_To do_: Copy exactly the run of lines that begins at the line with "kettle knob, each" and ends at the final line of the entries.

_Data supplied_:
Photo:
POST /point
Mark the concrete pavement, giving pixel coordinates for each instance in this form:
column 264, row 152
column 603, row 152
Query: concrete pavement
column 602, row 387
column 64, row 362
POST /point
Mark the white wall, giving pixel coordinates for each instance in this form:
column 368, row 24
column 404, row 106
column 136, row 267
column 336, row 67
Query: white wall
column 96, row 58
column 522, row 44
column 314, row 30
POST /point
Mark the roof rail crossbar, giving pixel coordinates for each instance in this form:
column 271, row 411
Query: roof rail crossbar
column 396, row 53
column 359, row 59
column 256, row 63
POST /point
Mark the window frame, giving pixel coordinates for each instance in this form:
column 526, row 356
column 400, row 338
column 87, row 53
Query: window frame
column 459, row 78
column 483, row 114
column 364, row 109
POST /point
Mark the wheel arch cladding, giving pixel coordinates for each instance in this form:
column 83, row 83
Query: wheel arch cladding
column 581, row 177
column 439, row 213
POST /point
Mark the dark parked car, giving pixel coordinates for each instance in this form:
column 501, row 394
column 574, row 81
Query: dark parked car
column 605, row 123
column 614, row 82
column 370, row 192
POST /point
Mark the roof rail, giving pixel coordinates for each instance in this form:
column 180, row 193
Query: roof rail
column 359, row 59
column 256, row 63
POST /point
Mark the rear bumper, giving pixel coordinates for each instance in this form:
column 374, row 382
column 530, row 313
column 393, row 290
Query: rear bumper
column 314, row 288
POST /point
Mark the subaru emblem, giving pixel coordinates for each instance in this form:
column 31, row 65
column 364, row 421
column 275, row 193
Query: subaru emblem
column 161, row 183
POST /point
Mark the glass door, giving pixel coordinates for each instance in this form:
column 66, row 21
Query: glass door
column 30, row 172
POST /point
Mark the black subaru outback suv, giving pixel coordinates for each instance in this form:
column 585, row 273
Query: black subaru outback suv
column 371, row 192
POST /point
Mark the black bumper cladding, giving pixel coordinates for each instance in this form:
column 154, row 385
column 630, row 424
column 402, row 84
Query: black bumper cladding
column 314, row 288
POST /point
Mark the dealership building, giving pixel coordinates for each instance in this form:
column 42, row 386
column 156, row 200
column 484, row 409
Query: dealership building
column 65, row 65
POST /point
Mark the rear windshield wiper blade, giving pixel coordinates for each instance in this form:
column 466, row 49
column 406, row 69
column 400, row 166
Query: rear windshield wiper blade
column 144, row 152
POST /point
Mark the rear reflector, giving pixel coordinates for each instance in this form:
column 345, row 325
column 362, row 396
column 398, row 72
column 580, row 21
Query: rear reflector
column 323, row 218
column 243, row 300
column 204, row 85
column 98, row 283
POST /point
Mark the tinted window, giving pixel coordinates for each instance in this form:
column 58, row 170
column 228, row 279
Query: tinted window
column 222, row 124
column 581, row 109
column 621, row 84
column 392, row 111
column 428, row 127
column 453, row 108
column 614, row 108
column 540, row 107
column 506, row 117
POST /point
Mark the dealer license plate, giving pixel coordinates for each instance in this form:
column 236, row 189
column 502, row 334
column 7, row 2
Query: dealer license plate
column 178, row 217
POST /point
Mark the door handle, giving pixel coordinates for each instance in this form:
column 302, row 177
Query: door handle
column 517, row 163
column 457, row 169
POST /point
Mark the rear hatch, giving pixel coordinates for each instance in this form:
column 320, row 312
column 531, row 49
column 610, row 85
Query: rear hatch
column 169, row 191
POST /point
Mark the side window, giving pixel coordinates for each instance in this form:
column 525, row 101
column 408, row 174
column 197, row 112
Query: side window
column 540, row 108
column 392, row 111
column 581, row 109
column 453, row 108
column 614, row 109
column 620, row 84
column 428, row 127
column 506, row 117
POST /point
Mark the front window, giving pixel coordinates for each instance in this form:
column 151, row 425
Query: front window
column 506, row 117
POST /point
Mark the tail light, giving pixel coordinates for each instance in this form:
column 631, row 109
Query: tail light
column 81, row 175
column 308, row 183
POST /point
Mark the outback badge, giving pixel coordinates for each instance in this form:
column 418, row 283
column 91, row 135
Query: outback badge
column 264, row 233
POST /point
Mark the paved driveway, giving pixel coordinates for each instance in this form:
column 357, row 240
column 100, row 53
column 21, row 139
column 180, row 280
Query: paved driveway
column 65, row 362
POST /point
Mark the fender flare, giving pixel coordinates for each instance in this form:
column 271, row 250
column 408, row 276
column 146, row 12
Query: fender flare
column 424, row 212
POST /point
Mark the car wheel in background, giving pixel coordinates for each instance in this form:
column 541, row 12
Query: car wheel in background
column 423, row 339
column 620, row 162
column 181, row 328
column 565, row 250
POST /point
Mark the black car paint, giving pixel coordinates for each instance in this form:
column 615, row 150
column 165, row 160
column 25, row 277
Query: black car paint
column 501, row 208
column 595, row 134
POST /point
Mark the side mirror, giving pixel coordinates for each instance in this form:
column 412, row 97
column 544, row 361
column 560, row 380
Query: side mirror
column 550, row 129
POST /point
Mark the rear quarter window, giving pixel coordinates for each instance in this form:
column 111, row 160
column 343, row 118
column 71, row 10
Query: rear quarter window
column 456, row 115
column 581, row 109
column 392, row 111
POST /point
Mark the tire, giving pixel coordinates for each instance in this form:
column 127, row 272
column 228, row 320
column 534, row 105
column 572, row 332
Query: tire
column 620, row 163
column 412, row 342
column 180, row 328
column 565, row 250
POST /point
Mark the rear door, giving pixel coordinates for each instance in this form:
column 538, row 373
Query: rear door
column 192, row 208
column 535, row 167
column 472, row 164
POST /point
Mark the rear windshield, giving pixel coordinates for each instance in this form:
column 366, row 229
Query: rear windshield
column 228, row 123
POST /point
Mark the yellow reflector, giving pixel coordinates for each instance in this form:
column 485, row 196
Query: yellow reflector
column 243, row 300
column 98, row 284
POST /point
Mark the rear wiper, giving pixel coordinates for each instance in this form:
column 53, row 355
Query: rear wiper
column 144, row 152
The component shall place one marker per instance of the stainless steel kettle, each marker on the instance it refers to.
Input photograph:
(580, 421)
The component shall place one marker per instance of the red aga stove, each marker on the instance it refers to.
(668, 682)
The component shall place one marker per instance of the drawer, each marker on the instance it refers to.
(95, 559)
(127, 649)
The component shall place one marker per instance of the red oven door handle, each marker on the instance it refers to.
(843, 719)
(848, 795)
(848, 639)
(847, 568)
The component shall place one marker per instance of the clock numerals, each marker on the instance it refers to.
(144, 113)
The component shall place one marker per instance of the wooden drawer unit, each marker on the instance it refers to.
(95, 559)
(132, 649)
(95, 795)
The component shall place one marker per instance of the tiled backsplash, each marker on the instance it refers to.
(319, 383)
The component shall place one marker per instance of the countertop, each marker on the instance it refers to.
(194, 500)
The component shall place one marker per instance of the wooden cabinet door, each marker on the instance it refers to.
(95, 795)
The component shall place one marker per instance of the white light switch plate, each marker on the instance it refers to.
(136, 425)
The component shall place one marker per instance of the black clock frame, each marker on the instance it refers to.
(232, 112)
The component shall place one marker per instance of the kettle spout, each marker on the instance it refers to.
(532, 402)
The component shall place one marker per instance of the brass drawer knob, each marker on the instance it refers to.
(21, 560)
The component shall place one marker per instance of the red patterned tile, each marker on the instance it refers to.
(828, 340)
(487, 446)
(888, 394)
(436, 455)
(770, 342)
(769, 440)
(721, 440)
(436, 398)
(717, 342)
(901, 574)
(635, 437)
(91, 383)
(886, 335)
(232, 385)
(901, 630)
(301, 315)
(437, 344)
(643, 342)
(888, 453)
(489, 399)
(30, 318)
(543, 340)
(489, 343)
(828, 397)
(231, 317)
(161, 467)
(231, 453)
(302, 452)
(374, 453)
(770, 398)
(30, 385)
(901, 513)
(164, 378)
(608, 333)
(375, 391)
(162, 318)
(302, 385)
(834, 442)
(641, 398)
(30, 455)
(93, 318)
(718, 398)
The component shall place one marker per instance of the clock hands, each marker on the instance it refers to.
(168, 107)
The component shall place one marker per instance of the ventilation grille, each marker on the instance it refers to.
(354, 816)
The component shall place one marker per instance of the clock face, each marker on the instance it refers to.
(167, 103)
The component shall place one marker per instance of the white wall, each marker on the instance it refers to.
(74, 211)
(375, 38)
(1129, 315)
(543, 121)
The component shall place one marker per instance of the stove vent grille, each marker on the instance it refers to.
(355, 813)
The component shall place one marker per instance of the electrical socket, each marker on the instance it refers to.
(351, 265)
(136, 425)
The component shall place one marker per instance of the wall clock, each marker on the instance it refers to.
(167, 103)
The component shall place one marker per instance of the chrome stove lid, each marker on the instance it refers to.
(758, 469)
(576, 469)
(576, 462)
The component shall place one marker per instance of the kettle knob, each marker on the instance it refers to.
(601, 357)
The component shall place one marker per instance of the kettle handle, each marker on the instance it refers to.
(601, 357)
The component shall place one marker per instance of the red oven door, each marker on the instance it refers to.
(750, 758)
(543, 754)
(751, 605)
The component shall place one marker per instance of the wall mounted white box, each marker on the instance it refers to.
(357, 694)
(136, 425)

_Reply to the task_:
The component shall place one marker per instance of the kettle knob, each marker on the instance it refers to.
(601, 357)
The component shall place one marker per instance of the kettle handle, each marker on the instance it refers to.
(601, 357)
The component shall place one marker per instance of the red oven door, each marker on the instance it refers to.
(750, 758)
(543, 754)
(751, 605)
The component shall place one marker per instance of the wall mounted white box, each marker on the instance it refers to.
(357, 694)
(136, 425)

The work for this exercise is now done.